TEXT PASSAGE>
+++
Dominus possedit me in initio viarum suarum, antequam quidquam faceret a principio. Ab æterno ordinata sum, et ex antiquis, antequam terra fieret. (From the Lesson for the Mass of the Immaculate Conception of the Blessed Virgin Mary, Proverbs viii, 22-23: The Lord possessed me in the beginning of his ways, before he made any thing from the beginning. I was set up from eternity, and of old before the earth was made.)
The Morning Star is about to rise upon the night which overspreads the fallen world with its deep shadows. The East already warms, and the glorious Sun of Justice sends His rays before His coming. That beautiful Star precedes Him on His way. It is full of His light, and is the reflection of His purity.
Oh, Lucifer - no longer art thou the bringer of the light, but the prince and ruler of the darkness. And now thy kingdom is invaded by the dawning day, and Mary is the bringer of the light. The instant is come for that elected creature to appear, who, of a daughter of Eve, is made the Mother of God.
Chosen in the counsels of eternity; associated with the Son of God from the beginning of the sacred plan; revealed to the angels with her Son; assailed by the proud and aspiring Lucifer for her lowliness, because of Him who lifts up the lowly; revered by the angelic hosts as their Queen, and the animated temple of their Lord; proclaimed to our first parents as the antagonist of their destroyer, and as destined with her Son to crush the serpent's head; contemplated and preached by the prophets, as The Woman and The Virgin, who was to bring into the world its long-desired deliverer; prefigured by the noblest women of Israel; renowned in the tradition of the Gentiles through their Sybils, and sung by their poets; daughter of Abraham, of Juda, and of David—of a lineage which God had upheld and protected for more ages than the Christian Church yet numbers, and so illustrious only because it is destined to terminate in her; closing the Old Testament and opening the New; the repairer of woman and the Mother of salvation to mankind; raised to an office, to a dignity, and an alliance with her God, which, next to her divine Son, makes her one and unapproachable in excellence; above the angels, yea, above the Seraphs, for which of them can say to God, "Thou art my Son?"—this Mother of God is about to pass, from God's eternal counsel, to created life.
The Father contemplates the forming of the fairest of His daughters;—the Son considers the graces which are suited to His Mother;—the Holy Ghost prepares to sanctify the chosen spouse whom His Spirit shall search and His power overshadow.
It was on the sixth day, and after He had prepared the world for the residence of man, that out of the deep counsels of His Most Blessed Trinity, the Almighty spoke the final word of creation: "Let us make man". He formed Adam from the innocent earth, He drew Eve from his innocent side, He graced them with pure and holy souls. For four thousand years have their descendants multiplied in sin, sprung from the disobedience of that guilty pair, till they have covered the earth with a terrible history. And to each germ that buds from that bitter root, by virtue of His primal gift and promise, God owes an immortal soul. But no sooner does a soul come to animate the new offshoot from that old stock of Adam, than it is overmastered by the contamination which flows forever onwards from corrupted source.
But a bud is springing from the root of Jesse; and the poison of the serpent shall not infect it, nor shall his foul breathings blight its beauty. The Adorable Trinity is about to pronounce the creative word: "Let the Mother of God be made".
+++
GIVEN DATA>

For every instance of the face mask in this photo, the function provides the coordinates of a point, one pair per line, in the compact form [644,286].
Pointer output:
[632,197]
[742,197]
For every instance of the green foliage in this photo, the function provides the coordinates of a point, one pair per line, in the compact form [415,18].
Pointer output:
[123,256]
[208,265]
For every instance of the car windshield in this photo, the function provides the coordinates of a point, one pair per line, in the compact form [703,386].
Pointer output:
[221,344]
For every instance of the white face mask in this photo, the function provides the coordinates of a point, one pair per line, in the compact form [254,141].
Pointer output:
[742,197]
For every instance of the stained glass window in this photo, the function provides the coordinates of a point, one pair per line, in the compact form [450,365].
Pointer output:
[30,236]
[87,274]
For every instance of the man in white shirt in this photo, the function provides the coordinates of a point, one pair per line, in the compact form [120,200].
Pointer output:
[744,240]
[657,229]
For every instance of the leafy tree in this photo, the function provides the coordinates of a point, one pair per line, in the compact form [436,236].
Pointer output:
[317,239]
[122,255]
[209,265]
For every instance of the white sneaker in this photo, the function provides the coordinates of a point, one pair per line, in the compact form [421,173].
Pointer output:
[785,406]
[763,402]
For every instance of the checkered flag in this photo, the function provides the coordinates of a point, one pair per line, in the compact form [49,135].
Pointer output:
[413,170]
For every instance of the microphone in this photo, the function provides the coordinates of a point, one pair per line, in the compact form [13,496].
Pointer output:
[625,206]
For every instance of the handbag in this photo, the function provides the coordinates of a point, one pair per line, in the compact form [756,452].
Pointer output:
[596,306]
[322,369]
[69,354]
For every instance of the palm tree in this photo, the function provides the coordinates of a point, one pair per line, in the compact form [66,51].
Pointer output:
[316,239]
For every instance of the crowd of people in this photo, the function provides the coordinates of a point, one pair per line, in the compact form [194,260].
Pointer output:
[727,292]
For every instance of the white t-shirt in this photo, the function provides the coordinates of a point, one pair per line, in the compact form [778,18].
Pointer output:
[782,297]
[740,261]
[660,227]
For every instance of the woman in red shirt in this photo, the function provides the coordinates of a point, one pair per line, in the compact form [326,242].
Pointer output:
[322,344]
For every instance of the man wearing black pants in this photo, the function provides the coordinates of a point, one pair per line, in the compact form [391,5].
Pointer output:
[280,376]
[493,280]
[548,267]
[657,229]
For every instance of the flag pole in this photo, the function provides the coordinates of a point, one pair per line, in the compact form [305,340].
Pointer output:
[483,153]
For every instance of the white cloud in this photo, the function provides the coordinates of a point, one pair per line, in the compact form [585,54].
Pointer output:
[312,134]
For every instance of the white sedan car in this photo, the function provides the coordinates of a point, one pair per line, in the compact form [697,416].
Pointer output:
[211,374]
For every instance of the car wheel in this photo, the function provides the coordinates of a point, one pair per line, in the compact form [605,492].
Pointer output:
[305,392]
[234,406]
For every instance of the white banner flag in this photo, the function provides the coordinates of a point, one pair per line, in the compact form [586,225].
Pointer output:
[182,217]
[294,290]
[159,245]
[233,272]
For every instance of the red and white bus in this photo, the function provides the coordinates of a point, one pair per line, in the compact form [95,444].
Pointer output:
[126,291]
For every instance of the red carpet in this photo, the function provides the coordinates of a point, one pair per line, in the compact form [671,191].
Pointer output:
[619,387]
+++
WHAT TO WORK ON>
#1 In the Immaculate Conception passage, on which day did the Almighty speak the final word of creation?
#2 Reproduce the Immaculate Conception passage, starting at "The Morning Star" and ending at "of His purity.".

RESPONSES TO THE TASKS>
#1 On the sixth day.

#2
The Morning Star is about to rise upon the night which overspreads the fallen world with its deep shadows. The East already warms, and the glorious Sun of Justice sends His rays before His coming. That beautiful Star precedes Him on His way. It is full of His light, and is the reflection of His purity.